→ Passage cité:

···

Pierre : « Quand je l’ai vue ramasser des feuilles de choux jaunies qui étaient tombées d’un cageot, chez le marchand de légumes, je me suis demandé si elle redeviendrait une personne normale ».

Ida

« Quand j’ai rencontré Charles, j’avais vingt ans. Il travaillait aussi dans la confection. Il n’avait pas été déporté et j’ai pensé que c’était mieux ainsi. Nous nous sommes mariés... Et puis Sophie est née. Nous étions fous de joie. Qu’elle est jolie, qu’elle est fine... Et puis, je ne sais pas ce qui m’est arrivé. Un jour, justement quand tout allait bien – Sophie était un beau bébé, Charles avait du travail - un jour, j’ai été prise d’une angoisse insurmontable... On m’a transportée dans une clinique... on me donnait des calmants... je m’endormais... j’avais l’impression d’être double. Quand j’ai repris mes esprits, j’ai eu un choc : pourquoi suis-je ici ? Qu’est-ce que je fais ici ? Je suis enfermée ? J’ai eu peur.... On m’a guérie... J’ai repris ma place... Je me croyais guérie mais je ne l’étais sans doute pas... Sans que j’en aie le moindre pressentiment, ça revient, je sens monter cette angoisse... j’essaie de lutter. En vain ».

···

→ Enregistrements sources:

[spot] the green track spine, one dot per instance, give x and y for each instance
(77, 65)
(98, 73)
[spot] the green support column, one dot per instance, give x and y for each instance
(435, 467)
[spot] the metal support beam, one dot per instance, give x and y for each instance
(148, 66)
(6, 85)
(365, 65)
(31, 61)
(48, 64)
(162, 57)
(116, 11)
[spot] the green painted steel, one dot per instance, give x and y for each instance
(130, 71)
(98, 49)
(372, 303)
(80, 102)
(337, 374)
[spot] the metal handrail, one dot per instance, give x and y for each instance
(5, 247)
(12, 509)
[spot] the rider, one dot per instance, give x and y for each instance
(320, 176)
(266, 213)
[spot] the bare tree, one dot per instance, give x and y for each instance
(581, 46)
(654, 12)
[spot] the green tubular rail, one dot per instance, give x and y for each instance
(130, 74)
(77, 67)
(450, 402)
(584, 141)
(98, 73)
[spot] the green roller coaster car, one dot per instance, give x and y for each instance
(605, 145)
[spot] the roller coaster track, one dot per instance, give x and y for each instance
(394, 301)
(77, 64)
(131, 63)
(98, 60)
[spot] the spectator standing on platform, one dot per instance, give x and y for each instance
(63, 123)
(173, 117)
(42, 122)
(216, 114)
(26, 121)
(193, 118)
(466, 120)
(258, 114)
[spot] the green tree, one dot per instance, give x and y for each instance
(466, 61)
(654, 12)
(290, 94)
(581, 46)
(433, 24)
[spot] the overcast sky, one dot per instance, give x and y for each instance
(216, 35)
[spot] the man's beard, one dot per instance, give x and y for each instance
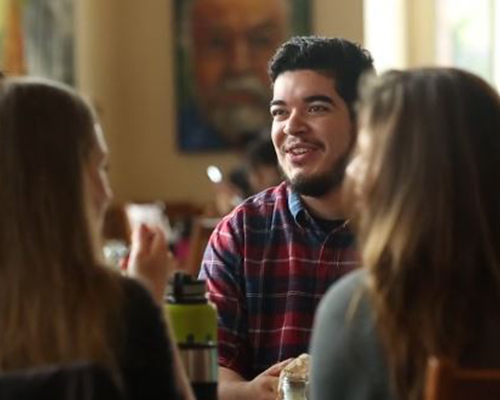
(320, 185)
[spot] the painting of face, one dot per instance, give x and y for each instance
(227, 45)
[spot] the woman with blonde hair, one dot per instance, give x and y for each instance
(58, 304)
(424, 184)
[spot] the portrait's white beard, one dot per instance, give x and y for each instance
(235, 121)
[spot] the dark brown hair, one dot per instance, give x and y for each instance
(429, 216)
(57, 303)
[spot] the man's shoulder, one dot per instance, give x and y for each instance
(269, 207)
(271, 198)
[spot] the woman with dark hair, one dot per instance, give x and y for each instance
(58, 303)
(423, 182)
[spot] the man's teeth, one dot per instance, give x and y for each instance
(299, 151)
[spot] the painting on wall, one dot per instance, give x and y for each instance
(37, 38)
(222, 51)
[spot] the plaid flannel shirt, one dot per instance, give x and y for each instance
(267, 265)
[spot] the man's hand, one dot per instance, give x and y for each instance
(263, 387)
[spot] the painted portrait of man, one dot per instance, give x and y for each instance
(223, 48)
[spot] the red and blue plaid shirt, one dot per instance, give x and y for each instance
(267, 265)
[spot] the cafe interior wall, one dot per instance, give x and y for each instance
(124, 65)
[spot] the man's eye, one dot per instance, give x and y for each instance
(277, 112)
(317, 108)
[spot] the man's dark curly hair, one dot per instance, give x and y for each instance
(340, 59)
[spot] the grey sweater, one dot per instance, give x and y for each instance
(347, 358)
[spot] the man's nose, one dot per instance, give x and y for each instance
(295, 124)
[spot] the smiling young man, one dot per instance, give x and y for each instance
(270, 261)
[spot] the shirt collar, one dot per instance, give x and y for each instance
(295, 205)
(302, 216)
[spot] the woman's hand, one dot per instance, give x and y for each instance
(150, 260)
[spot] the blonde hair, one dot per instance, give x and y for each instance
(429, 217)
(57, 304)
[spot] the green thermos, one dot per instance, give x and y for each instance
(194, 323)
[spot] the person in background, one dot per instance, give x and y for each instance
(269, 261)
(422, 183)
(262, 165)
(59, 303)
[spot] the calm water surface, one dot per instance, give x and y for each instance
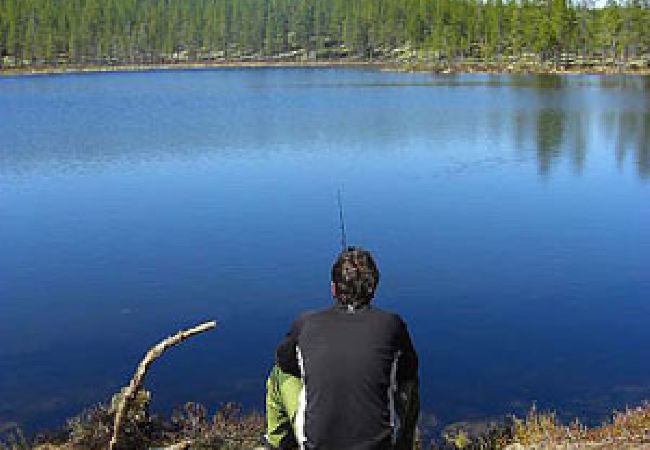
(509, 215)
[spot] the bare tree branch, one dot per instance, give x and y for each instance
(138, 378)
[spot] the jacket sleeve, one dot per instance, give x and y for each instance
(407, 365)
(285, 355)
(408, 403)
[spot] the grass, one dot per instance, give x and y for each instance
(192, 427)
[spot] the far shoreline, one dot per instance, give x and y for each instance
(391, 66)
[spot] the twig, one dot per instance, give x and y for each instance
(138, 378)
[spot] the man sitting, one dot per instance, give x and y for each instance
(345, 377)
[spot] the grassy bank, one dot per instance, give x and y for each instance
(191, 427)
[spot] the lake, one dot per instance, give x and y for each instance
(509, 216)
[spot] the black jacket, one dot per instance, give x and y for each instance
(353, 363)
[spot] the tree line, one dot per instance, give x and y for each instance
(47, 32)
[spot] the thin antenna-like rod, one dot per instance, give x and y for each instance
(344, 240)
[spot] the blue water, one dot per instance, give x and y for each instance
(509, 217)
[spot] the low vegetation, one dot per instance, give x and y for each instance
(191, 427)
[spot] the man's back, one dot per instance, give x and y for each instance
(351, 361)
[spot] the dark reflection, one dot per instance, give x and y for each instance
(88, 123)
(632, 138)
(550, 132)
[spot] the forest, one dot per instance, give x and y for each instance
(122, 32)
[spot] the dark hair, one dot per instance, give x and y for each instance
(355, 276)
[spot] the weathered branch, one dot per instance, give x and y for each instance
(138, 378)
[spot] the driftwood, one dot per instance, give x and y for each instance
(138, 378)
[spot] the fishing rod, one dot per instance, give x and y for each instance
(344, 240)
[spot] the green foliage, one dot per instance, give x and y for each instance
(52, 32)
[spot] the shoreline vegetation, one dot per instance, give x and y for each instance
(448, 36)
(126, 423)
(464, 67)
(229, 428)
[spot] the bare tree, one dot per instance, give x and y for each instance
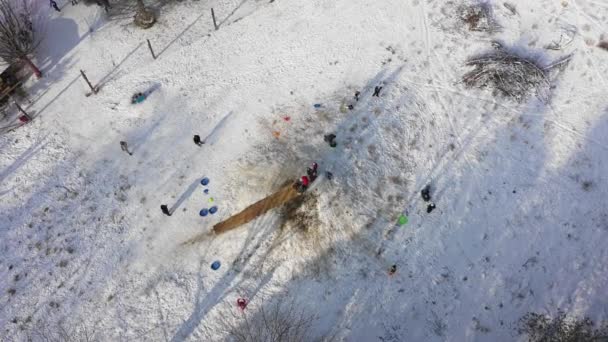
(279, 320)
(19, 37)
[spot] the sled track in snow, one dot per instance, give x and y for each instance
(284, 195)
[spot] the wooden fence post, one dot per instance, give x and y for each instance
(93, 89)
(29, 118)
(150, 47)
(214, 22)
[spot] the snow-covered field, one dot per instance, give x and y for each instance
(521, 189)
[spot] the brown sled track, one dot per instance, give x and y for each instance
(286, 194)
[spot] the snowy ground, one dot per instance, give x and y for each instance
(521, 188)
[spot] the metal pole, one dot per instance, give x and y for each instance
(88, 82)
(29, 118)
(214, 22)
(150, 47)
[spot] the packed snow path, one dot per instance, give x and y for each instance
(521, 222)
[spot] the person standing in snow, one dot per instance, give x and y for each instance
(392, 270)
(377, 91)
(54, 5)
(312, 172)
(125, 147)
(426, 193)
(330, 139)
(197, 140)
(302, 184)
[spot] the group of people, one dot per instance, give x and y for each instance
(103, 3)
(304, 182)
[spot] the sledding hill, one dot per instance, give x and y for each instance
(517, 171)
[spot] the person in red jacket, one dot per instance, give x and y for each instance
(312, 172)
(302, 184)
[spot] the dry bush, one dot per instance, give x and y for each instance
(471, 16)
(511, 74)
(280, 320)
(561, 328)
(478, 17)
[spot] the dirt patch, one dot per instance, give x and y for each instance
(301, 214)
(478, 17)
(284, 195)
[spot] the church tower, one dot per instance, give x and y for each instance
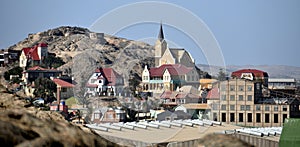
(160, 46)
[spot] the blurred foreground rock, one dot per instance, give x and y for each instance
(28, 126)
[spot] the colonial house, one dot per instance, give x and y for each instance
(168, 77)
(33, 55)
(108, 115)
(201, 110)
(183, 95)
(8, 56)
(166, 55)
(35, 72)
(105, 82)
(240, 101)
(65, 88)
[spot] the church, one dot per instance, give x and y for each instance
(174, 68)
(166, 55)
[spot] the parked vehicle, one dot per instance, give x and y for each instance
(38, 102)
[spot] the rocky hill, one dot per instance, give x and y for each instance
(274, 71)
(83, 53)
(21, 124)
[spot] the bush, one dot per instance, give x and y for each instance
(14, 71)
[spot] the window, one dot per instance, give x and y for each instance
(267, 108)
(249, 88)
(223, 117)
(223, 97)
(215, 106)
(232, 88)
(231, 107)
(241, 117)
(241, 88)
(257, 86)
(97, 115)
(284, 108)
(267, 118)
(249, 117)
(64, 89)
(223, 107)
(275, 108)
(242, 107)
(257, 107)
(215, 118)
(248, 107)
(223, 87)
(284, 116)
(249, 98)
(241, 97)
(231, 117)
(275, 118)
(258, 117)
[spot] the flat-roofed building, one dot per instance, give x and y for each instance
(238, 101)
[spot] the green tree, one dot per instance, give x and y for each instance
(221, 75)
(44, 88)
(14, 71)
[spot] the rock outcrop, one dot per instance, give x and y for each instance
(24, 125)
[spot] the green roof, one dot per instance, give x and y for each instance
(290, 135)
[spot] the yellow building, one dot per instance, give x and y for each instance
(236, 101)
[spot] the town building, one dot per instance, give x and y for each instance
(35, 72)
(2, 59)
(241, 101)
(166, 55)
(108, 115)
(33, 55)
(168, 77)
(65, 88)
(8, 56)
(105, 82)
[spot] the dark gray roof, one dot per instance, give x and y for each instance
(161, 33)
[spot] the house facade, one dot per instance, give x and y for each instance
(105, 82)
(166, 55)
(35, 72)
(240, 101)
(33, 55)
(168, 77)
(65, 88)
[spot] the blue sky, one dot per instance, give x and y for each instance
(248, 32)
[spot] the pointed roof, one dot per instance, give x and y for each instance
(173, 69)
(63, 83)
(161, 33)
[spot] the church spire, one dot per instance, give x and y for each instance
(161, 33)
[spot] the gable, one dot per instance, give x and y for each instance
(167, 58)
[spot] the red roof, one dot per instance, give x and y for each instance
(174, 69)
(92, 85)
(32, 52)
(63, 83)
(42, 44)
(41, 68)
(110, 75)
(36, 68)
(213, 93)
(166, 94)
(255, 72)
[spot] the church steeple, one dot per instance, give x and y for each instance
(161, 33)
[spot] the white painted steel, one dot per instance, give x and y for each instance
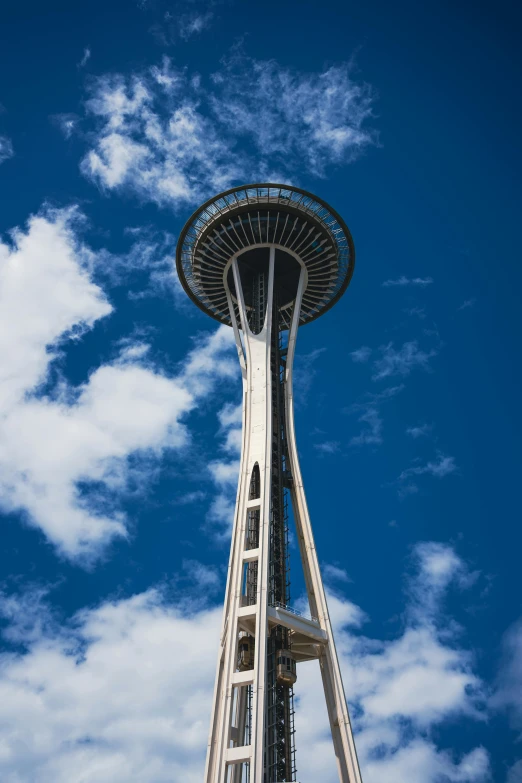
(316, 636)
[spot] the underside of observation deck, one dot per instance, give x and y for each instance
(309, 233)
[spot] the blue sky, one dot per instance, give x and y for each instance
(118, 398)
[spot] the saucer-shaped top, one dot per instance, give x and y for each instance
(255, 216)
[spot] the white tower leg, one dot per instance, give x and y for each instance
(227, 748)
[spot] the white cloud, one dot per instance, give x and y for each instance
(515, 773)
(104, 697)
(400, 689)
(402, 361)
(372, 434)
(419, 431)
(369, 415)
(361, 355)
(467, 304)
(172, 140)
(64, 450)
(328, 447)
(408, 281)
(193, 24)
(6, 149)
(508, 692)
(333, 573)
(439, 467)
(85, 57)
(120, 695)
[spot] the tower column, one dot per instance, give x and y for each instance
(266, 259)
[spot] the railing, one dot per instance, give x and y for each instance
(304, 615)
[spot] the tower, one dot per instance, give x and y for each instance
(267, 259)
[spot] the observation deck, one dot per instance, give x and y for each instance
(306, 232)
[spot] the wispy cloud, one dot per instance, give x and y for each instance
(508, 687)
(467, 304)
(171, 138)
(194, 24)
(402, 688)
(419, 312)
(419, 431)
(369, 415)
(408, 281)
(6, 149)
(85, 57)
(372, 434)
(440, 467)
(126, 408)
(361, 355)
(401, 361)
(328, 447)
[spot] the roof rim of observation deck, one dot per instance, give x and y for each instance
(258, 194)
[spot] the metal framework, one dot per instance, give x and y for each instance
(266, 259)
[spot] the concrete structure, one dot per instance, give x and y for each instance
(266, 259)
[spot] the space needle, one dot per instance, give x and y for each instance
(267, 259)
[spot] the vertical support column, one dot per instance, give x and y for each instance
(342, 736)
(224, 748)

···

→ Vos tâches:
**A.** Répondez à ces questions sur le passage cité :
(i) Qu'est-ce que Pierre l'a vue ramasser chez le marchand de légumes ?
(ii) Quel âge avait Ida quand elle a rencontré Charles ?
(iii) Où Ida a-t-elle été transportée ?
**B.** Indiquez combien de lignes des enregistrements contiennent le mot « coaster ».

→ Les réponses:
**A.**
(i) Des feuilles de choux jaunies qui étaient tombées d'un cageot.
(ii) Vingt ans.
(iii) Dans une clinique.

**B.** 2